[Trecho fornecido]
/---

Jesus nos dá vida, seu estilo de vida, sua própria vida!
Depois
de 40 dias de preparação, eis que se abrem as portas de uma semana que vale uma
vida. Com ramos e flores, faixas e bandeiras e cânticos reunimo-nos nas ruas e
templos para aclamar nosso líder manso e humilde. “Bendito aquele que vem em
nome do Senhor!” Só alguém infinitamente grande é capaz de fazer-se tão pequeno
e próximo. Na celebração que abre a Semana Santa somos convidados acompanhar
Jesus no seu caminho de fidelidade, de oferta generosa da sua vida e realização
plena da vontade do Pai. Deus se recusa a dar uma esmola à humanidade: ele se dá
a si mesmo em Jesus de Nazaré e, no seu corpo e sangue, assina uma parceria com
prazo indeterminado.

\---

[Entradas de apontamento e rotulagem]
/---

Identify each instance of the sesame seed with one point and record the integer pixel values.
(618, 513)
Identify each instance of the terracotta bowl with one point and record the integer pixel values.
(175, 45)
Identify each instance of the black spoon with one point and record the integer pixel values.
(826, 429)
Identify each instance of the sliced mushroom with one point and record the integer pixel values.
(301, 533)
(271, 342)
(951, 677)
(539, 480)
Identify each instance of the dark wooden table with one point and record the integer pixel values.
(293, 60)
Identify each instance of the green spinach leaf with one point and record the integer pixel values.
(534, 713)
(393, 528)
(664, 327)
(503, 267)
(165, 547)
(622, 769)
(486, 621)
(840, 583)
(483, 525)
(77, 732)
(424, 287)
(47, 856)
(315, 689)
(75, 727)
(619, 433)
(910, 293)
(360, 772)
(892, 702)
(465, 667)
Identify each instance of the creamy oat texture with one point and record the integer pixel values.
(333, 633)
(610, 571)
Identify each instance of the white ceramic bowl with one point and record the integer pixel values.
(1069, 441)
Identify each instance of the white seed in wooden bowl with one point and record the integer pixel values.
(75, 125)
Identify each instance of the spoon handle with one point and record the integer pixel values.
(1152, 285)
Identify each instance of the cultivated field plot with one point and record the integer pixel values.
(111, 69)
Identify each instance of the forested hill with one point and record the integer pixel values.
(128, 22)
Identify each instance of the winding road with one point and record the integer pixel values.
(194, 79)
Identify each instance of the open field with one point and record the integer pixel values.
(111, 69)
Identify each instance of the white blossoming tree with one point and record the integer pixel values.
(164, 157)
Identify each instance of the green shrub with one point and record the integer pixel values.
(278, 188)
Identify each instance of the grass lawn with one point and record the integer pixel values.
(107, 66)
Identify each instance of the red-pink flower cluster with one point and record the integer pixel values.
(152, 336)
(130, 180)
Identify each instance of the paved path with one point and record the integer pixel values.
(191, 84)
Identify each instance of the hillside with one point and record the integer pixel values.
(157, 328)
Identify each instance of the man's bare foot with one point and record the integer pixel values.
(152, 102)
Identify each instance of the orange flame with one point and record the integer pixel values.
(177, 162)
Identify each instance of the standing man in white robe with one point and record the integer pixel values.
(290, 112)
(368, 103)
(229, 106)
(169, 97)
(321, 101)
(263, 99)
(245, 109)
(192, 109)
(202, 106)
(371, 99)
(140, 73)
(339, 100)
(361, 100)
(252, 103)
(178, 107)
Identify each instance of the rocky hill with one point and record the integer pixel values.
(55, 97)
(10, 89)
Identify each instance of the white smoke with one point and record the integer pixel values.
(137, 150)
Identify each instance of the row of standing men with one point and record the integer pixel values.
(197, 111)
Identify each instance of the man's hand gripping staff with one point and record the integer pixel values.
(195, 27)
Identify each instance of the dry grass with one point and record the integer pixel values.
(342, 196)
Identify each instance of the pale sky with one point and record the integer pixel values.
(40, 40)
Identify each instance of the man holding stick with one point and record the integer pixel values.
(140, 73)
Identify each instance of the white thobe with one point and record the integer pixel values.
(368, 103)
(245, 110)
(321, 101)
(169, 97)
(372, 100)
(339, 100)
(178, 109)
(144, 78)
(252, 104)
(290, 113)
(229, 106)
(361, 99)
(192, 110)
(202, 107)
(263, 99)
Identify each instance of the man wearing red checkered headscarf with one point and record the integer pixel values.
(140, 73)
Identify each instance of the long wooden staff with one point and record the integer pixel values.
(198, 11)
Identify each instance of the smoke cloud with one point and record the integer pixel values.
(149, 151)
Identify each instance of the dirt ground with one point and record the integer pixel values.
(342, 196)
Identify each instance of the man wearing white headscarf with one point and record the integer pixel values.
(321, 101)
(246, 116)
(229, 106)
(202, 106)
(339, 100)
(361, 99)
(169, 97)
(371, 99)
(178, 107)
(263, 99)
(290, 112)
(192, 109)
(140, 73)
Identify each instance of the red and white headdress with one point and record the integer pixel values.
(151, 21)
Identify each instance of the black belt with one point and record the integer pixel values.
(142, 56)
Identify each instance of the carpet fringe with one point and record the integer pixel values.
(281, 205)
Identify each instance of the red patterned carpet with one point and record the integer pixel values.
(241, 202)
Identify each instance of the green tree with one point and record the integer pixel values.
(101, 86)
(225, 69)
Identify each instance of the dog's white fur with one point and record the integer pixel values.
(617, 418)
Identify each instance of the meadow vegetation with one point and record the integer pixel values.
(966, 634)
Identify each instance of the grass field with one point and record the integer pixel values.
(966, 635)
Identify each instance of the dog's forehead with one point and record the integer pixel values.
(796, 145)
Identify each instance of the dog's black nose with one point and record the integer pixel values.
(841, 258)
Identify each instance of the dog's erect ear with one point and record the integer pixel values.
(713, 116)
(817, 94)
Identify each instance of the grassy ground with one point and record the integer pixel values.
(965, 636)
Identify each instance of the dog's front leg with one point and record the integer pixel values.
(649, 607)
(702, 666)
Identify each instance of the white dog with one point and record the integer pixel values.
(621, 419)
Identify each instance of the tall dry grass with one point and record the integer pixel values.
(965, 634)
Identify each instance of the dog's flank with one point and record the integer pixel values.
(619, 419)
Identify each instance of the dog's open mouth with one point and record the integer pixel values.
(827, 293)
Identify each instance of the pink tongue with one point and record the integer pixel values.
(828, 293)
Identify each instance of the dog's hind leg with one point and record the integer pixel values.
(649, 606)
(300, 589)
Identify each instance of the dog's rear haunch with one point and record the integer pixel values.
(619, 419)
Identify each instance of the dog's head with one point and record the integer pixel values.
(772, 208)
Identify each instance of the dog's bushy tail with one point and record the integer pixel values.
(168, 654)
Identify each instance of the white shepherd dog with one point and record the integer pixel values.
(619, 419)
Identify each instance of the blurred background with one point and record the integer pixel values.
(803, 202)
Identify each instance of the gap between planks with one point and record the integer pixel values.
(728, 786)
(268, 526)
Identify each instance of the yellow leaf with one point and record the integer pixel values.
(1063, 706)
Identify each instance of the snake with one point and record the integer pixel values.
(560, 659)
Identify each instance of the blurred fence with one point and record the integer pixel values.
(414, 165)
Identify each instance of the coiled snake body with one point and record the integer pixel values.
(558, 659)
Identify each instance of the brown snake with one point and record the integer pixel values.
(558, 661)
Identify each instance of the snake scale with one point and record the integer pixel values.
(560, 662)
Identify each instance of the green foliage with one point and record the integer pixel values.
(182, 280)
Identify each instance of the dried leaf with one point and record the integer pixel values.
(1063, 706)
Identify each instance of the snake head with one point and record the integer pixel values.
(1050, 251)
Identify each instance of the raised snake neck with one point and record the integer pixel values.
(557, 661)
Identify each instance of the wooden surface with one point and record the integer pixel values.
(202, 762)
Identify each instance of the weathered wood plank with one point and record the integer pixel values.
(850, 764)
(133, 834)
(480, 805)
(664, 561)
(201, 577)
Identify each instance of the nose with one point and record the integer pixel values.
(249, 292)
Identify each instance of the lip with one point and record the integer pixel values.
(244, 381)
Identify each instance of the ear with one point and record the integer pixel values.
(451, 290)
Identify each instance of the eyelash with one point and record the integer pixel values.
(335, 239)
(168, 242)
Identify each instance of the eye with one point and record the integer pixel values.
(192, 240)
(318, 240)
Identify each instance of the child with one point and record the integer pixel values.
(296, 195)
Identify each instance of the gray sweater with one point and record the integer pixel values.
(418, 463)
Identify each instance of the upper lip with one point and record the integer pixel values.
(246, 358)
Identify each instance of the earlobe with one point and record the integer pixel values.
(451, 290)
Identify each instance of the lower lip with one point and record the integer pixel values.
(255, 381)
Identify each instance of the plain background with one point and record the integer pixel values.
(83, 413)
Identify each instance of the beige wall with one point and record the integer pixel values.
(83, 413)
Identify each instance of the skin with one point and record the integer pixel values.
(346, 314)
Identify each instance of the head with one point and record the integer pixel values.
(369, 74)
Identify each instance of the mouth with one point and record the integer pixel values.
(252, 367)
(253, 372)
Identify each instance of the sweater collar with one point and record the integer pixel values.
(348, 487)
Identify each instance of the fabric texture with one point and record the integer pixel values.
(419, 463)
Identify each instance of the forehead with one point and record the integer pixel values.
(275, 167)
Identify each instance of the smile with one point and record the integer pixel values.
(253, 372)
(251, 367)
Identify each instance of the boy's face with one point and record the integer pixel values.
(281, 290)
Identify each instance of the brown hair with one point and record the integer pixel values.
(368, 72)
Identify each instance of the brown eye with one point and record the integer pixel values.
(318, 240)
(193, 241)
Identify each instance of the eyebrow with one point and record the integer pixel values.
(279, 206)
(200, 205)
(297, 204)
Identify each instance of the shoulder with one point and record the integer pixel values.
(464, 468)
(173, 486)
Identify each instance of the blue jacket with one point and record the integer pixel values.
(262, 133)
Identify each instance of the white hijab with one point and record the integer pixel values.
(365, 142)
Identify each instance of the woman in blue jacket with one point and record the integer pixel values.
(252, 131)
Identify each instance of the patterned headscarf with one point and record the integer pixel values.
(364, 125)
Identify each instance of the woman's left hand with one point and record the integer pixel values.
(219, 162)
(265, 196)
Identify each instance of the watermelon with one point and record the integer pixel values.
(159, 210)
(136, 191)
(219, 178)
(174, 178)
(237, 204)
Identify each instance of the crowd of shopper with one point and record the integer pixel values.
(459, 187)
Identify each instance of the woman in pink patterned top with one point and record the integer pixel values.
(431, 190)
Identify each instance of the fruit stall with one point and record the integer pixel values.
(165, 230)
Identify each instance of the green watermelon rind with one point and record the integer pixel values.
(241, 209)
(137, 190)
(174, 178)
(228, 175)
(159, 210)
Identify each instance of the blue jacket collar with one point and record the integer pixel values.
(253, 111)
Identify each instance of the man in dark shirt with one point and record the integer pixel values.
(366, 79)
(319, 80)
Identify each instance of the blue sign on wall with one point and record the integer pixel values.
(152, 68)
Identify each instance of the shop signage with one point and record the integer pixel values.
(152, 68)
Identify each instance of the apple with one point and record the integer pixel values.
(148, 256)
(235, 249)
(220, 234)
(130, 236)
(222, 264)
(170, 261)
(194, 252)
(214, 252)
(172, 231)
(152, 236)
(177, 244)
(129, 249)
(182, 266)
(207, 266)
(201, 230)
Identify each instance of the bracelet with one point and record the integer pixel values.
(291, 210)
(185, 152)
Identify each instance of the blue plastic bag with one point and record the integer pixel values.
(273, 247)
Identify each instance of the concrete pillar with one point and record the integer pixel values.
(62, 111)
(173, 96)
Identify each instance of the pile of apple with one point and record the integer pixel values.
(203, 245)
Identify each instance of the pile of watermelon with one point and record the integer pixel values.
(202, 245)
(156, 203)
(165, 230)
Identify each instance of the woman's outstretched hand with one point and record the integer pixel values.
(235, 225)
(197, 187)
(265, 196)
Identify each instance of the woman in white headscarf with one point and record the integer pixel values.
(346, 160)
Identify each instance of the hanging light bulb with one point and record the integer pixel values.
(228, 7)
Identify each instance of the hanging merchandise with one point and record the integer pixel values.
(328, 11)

\---

[Instrução 1]
Encontre nas linhas acima todas as que contêm a palavra "pile" e copie cada uma delas.
[Instrução 2]
Prossiga o texto sobre a Semana Santa, apresentado acima, a partir da última frase.

[Resposta final 1]
Identify each instance of the pile of apple with one point and record the integer pixel values.
Identify each instance of the pile of watermelon with one point and record the integer pixel values.

[Resposta final 2]
Para
entender o relato da entrada de Jesus em Jerusalém temos que abandonar todas as
fantasias de poder e de sucesso. Ela não tem nada de triunfal. Jesus vem da
Galiléia e entra na capital do seu país, economicamente e politicamente
dominado por Roma, montado num jumento. Nada de cortejos de honra, nem de
generais e cavalos vistosos ou de gestos de cortesia a grandes senhores. Como
diz o hino de Paulo, Jesus chega a Jerusalém como sempre foi: um servidor, um
simples homem, esvaziado de interesses egoístas e radicalmente obediente às
necessidades dos outros.
Depois
de uma longa caminhada, o profeta galileu chega à capital do país caminhando à
frente de um numeroso, entusiasmado e, às vezes, desconcertado grupo de
discípulos e discípulas. O povo do campo o aclama como filho e herdeiro de
Davi. “Bendito o Rei que vem em nome do Senhor!” Era um coro de pessoas que,
como o velho Simeão, sabiam reconhecer num indignado e revolucionário Aquele
que vem em nome de Deus e atualiza sua ação libertadora. Mas isso contrasta com
a fria acolhida por parte do povo de Jerusalém e com o medo indisfarçável dos
próprios discípulos.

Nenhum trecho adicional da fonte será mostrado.